Reproduce the listing below, changing each occurrence of "burning" to "blazing" and keeping everything else the same. Leave the pictures out.

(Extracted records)
- - - - - - -

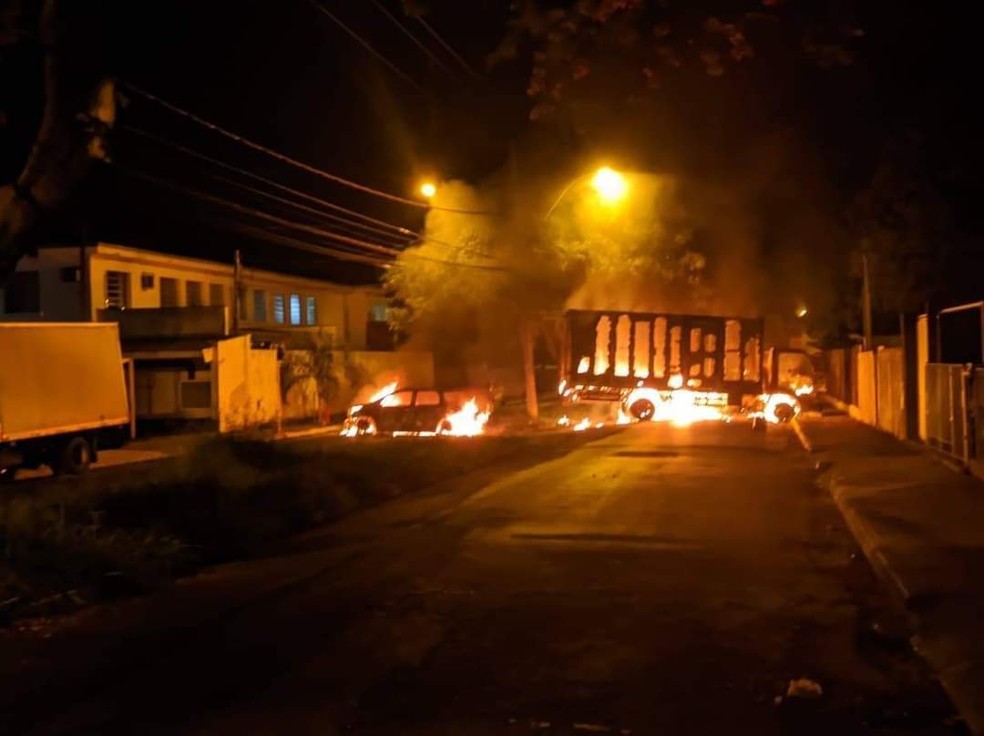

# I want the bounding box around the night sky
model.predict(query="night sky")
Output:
[0,0,984,290]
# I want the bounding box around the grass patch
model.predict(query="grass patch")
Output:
[0,433,604,624]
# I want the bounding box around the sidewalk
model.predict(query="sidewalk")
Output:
[802,417,984,734]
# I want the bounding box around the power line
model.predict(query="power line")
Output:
[121,125,420,237]
[372,0,455,77]
[123,164,508,271]
[414,15,481,79]
[212,175,412,247]
[300,0,424,93]
[119,85,496,215]
[227,224,392,269]
[120,125,495,260]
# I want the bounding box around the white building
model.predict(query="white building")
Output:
[0,243,391,350]
[0,243,433,428]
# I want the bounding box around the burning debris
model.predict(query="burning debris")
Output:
[440,396,492,437]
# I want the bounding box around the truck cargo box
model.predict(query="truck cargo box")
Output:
[562,310,764,403]
[0,322,130,442]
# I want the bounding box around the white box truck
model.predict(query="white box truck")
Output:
[0,322,131,480]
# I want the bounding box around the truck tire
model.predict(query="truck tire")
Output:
[52,437,93,475]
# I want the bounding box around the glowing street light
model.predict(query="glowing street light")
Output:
[591,166,629,203]
[543,166,629,220]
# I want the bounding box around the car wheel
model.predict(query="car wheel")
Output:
[52,437,92,475]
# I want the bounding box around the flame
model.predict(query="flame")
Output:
[366,381,399,404]
[752,393,800,424]
[441,396,490,437]
[619,388,727,427]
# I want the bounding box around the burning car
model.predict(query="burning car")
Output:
[342,386,491,437]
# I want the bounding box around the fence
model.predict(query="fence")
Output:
[827,308,984,477]
[875,348,914,438]
[925,363,976,462]
[827,347,906,438]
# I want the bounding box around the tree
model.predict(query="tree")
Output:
[0,0,116,283]
[848,132,954,312]
[386,170,704,415]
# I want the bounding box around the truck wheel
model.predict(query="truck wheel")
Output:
[629,399,656,422]
[52,437,92,475]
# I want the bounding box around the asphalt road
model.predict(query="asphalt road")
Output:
[0,424,959,736]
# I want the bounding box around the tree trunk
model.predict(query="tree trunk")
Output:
[520,319,540,424]
[0,0,115,284]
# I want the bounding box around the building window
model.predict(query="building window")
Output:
[253,289,267,322]
[181,381,212,409]
[161,276,180,307]
[106,271,130,309]
[369,304,389,322]
[185,281,203,307]
[0,271,41,314]
[290,294,301,325]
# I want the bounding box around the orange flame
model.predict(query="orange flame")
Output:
[366,381,399,404]
[625,388,727,427]
[441,396,490,437]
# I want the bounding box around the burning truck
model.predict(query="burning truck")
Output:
[559,310,799,424]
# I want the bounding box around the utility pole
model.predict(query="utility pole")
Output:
[509,141,540,424]
[232,248,243,335]
[519,317,540,424]
[861,247,872,350]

- - - - - - -

▶ _Correct result_
# I want the bounding box around the night sky
model.predict(query="night sky")
Output:
[0,0,984,290]
# I want the bounding box around the grass patch
model.predict(query="grass patch")
Output:
[0,433,604,624]
# I want the bounding box around the sidewalk
model.predict(query="sidewalk")
Output:
[802,417,984,734]
# I want the bounding box around the power line
model.predict(query="power line")
Output:
[121,125,420,237]
[372,0,455,77]
[123,164,508,271]
[414,15,481,79]
[212,175,412,247]
[300,0,424,93]
[119,85,496,215]
[227,224,392,269]
[120,125,495,260]
# I want the bounding box around the white building
model.predict(query="white building")
Output:
[0,243,391,350]
[0,243,433,428]
# I want the bounding box around the blazing debris
model.predict(query="blazing debris")
Output:
[440,396,492,437]
# I want the bounding box around the truck cargo box
model.predict(query="truck cargo box")
Output:
[562,310,764,403]
[0,322,130,442]
# I want the bounding box around the white box truck
model.predict(query="white box truck")
Output:
[0,322,131,480]
# I want the bounding box around the truck tire
model.predict(query="truck tire")
Output:
[52,437,93,475]
# I want the bounding box around the glowing street light
model.predict(query="glowing street light")
Output:
[591,166,629,203]
[543,166,629,220]
# I want the bounding box around the car wheel
model.predict(query="car wheel")
Output:
[52,437,92,475]
# I want the bounding box around the flame
model.predict(query="flame")
Output:
[366,381,399,404]
[752,393,800,424]
[441,396,490,437]
[619,388,727,427]
# I want the bounding box around the blazing car
model.predict(query="blazing car")
Output:
[342,386,491,437]
# I want the bounding box around the fence
model.predict(query="fence")
Output:
[827,308,984,477]
[875,348,914,438]
[925,363,976,462]
[827,347,906,438]
# I want the bounding box around the tree
model.predict(query="tree")
Output:
[0,0,116,283]
[848,132,954,312]
[386,170,704,415]
# I want the bounding box around the truck wheel
model.predict(query="truck wheel")
Output:
[629,399,656,422]
[52,437,92,475]
# I want the bounding box around the asphalt road
model.predict(query="asphalt road")
Output:
[0,424,959,736]
# I want the bounding box around the tree trunk
model.predict(query="tree trunk")
Output:
[520,319,540,424]
[0,0,115,284]
# I want the bounding box around the building window
model.predict(query="building window")
Output:
[253,289,267,322]
[181,381,212,409]
[161,276,180,307]
[106,271,130,309]
[369,304,389,322]
[185,281,203,307]
[0,271,41,314]
[290,294,301,325]
# I want the bounding box around the orange flame
model.predict(query="orange flame")
Output:
[366,381,399,404]
[625,388,727,427]
[441,396,490,437]
# I want the bounding box around the blazing truck
model.predict(query="blazing truck")
Output:
[559,310,799,424]
# I want the bounding box around the utility pole
model.predict(query="utility pole")
Output:
[509,141,540,424]
[232,248,243,335]
[519,317,540,424]
[861,247,872,350]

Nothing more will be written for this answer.